- _To be done_: Can you rewrite the part of the 2011 tournament article below that begins at the words "The 2011 NCAA" and ends after "2010–11 basketball season.", with "single-elimination" changed to "knockout"?

- _Article_:
★ ★ ★ ★ ★
2011 NCAA Division II women's basketball tournament
- Teams: 64
- Finals site: St. Joseph Civic Arena, St. Joseph, MO
- Champions: Clayton State Lakers (1st title)
- Runner-up: Michigan Tech Huskies (1st title game)
- Semifinalists: Northwest Missouri State Bearcats (1st Final Four); Shaw Bears (1st Final Four);
- Winning coach: Dennis Cox (1st title)
- MOP: Teshymia Tillman (Clayton State)

= 2011 NCAA Division II women's basketball tournament =

The 2011 NCAA Division II women's basketball tournament involved 64 schools playing in a single-elimination tournament to determine the national champion of women's NCAA Division II college basketball as a culmination of the 2010–11 basketball season.

==Qualification and tournament format==
The champions of the 22 basketball conferences qualified automatically. An additional 42 teams were selected as at-large participants by the selection committee. The first three rounds of the tournament were organized in regions comprising eight participants in groups of two or three conferences (two in the Central and Midwest regions). The eight regional winners then met at the Elite Eight for the final three rounds held at the St. Joseph Civic Arena in St. Joseph, Missouri.
★ ★ ★ ★ ★
- _Data segment_:
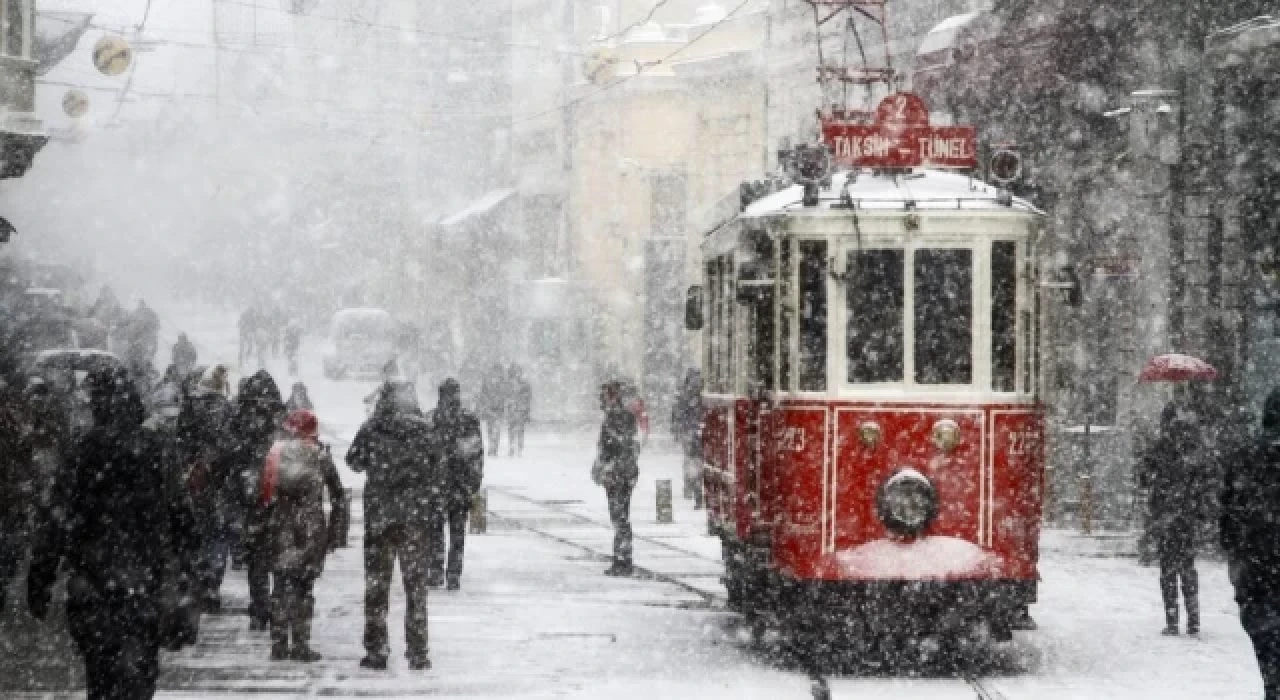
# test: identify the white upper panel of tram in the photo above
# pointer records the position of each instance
(885, 192)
★ ★ ★ ★ ★
- _Expected answer_:
The 2011 NCAA Division II women's basketball tournament involved 64 schools playing in a knockout tournament to determine the national champion of women's NCAA Division II college basketball as a culmination of the 2010–11 basketball season.